## 提示された文章
Last Updated on 2025-05-30 07:45 by admin
中国国家航天局(CNSA)は2025年5月29日午前1時30分(北京時間)、西昌衛星発射センターから長征3B遥110ロケットで天問2号を打ち上げた。
天問2号は中国初の小惑星サンプルリターンミッションで、地球近傍小惑星469219カモオアレワ(2016 HO3)からサンプルを採取し、2027年末に地球へ帰還する予定である。
カモオアレワは直径数十メートルの地球準衛星で、月の破片である可能性が指摘されている。サンプル回収後、探査機は地球の重力を利用したスイングバイで軌道を変更し、火星と木星の間の主小惑星帯にある彗星311P/PANSTARRSへ向かう。
この彗星は直径480メートルで、複数の塵の尾を持つ活動的小惑星として知られ、2035年頃に到達予定である。天問2号には分光計、磁力計、レーダー、粒子分析器などの科学機器が搭載されている。
成功すれば中国は日本、アメリカに続く3番目の小惑星サンプルリターンを達成する国となる。
From:
China’s New Space Mission Aims to Uncover Solar System’s Deepest Secrets
【編集部解説】
天問2号が挑む最大の技術的難易度は、カモオアレワの極めて特殊な物理特性にあります。直径40-100メートルという小ささに加え、28分で1回転する高速自転が、サンプル採取を困難にしています。これまでの小惑星探査ミッション(はやぶさ2、OSIRIS-REx)と比較しても、ターゲットとしては最も小さく、最も高速回転する天体です。
この二重ミッションは、中国の宇宙開発戦略における重要な転換点を示しています。単一目標から複数目標への展開は、限られた予算とリソースで最大の科学的成果を得る効率的なアプローチといえるでしょう。
またカモオアレワが月の破片である可能性は、地球-月系の形成史に新たな知見をもたらす可能性があります。もし月起源が証明されれば、大規模衝突イベントの詳細や、地球近傍空間での物質循環メカニズムの理解が大幅に進展するでしょう。
国際競争の新局面
中国が3番目の小惑星サンプルリターン国になることで、宇宙探査における技術的優位性の競争が新たな段階に入ります。特に、アメリカと日本が先行する分野で中国が追随することは、今後の深宇宙探査における多極化を示唆しています。

## 取り組む課題
1: 天問2号に関する記事で、天問2号に搭載されている科学機器として名前が挙がっているものをすべて書き出してください。
2: 天問2号に関する記事の最後の文に続く文章を書いてください。
これらの記録は天問2号に関する記事とは関係がありません。

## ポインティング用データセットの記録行
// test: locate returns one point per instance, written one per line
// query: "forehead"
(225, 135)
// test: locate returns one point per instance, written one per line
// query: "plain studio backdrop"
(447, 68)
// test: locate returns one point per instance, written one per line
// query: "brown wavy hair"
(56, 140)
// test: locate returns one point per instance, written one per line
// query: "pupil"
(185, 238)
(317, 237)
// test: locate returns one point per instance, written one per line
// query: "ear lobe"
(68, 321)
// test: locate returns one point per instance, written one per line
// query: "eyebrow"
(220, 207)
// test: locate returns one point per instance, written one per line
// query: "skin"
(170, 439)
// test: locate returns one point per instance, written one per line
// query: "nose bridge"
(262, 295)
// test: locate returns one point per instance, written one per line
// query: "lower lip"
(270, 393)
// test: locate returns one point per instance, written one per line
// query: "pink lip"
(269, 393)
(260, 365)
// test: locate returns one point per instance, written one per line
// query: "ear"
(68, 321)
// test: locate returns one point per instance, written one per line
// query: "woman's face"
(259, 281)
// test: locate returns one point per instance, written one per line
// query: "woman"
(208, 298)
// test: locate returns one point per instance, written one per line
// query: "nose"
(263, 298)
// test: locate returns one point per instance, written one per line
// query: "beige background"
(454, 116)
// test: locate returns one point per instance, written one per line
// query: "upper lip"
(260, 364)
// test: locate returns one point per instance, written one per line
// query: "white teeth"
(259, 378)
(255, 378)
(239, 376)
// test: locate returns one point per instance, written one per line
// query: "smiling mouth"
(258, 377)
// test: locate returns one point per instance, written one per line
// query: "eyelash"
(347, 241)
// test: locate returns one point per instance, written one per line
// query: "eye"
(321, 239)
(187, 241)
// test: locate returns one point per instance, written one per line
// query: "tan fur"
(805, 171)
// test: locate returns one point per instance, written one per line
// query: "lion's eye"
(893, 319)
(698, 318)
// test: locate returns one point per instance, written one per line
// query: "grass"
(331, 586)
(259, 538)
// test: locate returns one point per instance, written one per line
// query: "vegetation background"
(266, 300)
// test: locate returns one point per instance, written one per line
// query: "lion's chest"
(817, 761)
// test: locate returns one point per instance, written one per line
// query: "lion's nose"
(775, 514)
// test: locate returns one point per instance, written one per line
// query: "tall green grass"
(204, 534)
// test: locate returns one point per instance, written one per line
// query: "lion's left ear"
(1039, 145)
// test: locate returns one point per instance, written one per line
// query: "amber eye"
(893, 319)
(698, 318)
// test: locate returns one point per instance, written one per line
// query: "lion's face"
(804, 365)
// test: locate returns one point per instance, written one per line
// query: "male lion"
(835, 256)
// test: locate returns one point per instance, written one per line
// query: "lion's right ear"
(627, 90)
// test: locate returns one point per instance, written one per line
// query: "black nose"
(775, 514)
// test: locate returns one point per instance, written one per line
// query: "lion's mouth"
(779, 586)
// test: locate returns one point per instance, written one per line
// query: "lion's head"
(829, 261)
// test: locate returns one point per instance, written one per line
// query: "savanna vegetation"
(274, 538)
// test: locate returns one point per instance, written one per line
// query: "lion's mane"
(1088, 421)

## 順番どおりの回答
1: 分光計、磁力計、レーダー、粒子分析器

2:
長期的な影響と展望
311P/PANSTARRSの探査は、小惑星と彗星の境界領域に関する理解を深める重要な機会となります。この「活動的小惑星」の研究成果は、太陽系初期の物質分布や、地球への水の供給源に関する議論に新たな視点を提供する可能性があります。
一方で、10年にわたる長期ミッションには技術的リスクが伴います。特に、2027年のサンプル回収後から2035年の彗星到達まで8年間の宇宙空間での機器維持は、これまでの中国の深宇宙探査経験を超える挑戦といえるでしょう。
【用語解説】
準衛星(quasi-satellite):
地球の周りを回っているように見えるが、実際には太陽を公転している天体。地球と似た軌道を持ち、地球との相対位置が長期間安定している。
タッチアンドゴー方式:
探査機が天体表面に短時間接触してサンプルを採取する手法。はやぶさ2やOSIRIS-RExで使用された。
アンカーアンドアタッチ方式:
探査機が天体表面に着陸し、アンカーで固定してからドリルでサンプルを採取する新しい手法。天問2号で初めて小惑星に使用される。
活動的小惑星:
小惑星のような軌道を持ちながら、彗星のように塵の尾を持つ天体。311P/PANSTARRSがその代表例。
主小惑星帯:
火星と木星の間に位置する小惑星が密集している領域。太陽系形成時の原始物質が残存している。
スペクトル解析:
天体からの光を波長ごとに分析して、表面の鉱物組成や化学成分を特定する手法。
重力アシスト:
惑星の重力を利用して探査機の軌道を変更し、速度を増減させる航行技術。
【参考リンク】
中国国家航天局(CNSA)(外部)
中国の民間宇宙開発を統括する政府機関。天問シリーズの管理運営を行う
NASA OSIRIS-REx(外部)
NASAの小惑星ベンヌからのサンプルリターンミッション公式サイト
JAXA はやぶさ2プロジェクト(外部)
日本の小惑星リュウグウ探査ミッション。小惑星探査技術の先駆け
sorae 宇宙ポータルサイト(外部)
日本の宇宙関連ニュースサイト。天問2号の詳細情報も掲載
【編集部後記】
天問2号の10年間にわたる壮大な旅路を見ていると、宇宙探査の醍醐味は単なる技術力の誇示ではなく、太陽系の謎を一つずつ解き明かしていく知的冒険にあることを改めて感じます。カモオアレワが本当に月の破片なのか、311P/PANSTARRSはなぜ小惑星と彗星の両方の性質を持つのか。これらの答えが私たちの地球の成り立ちや、生命の起源にどう繋がっていくのでしょうか。みなさんはどの発見に最も期待されますか?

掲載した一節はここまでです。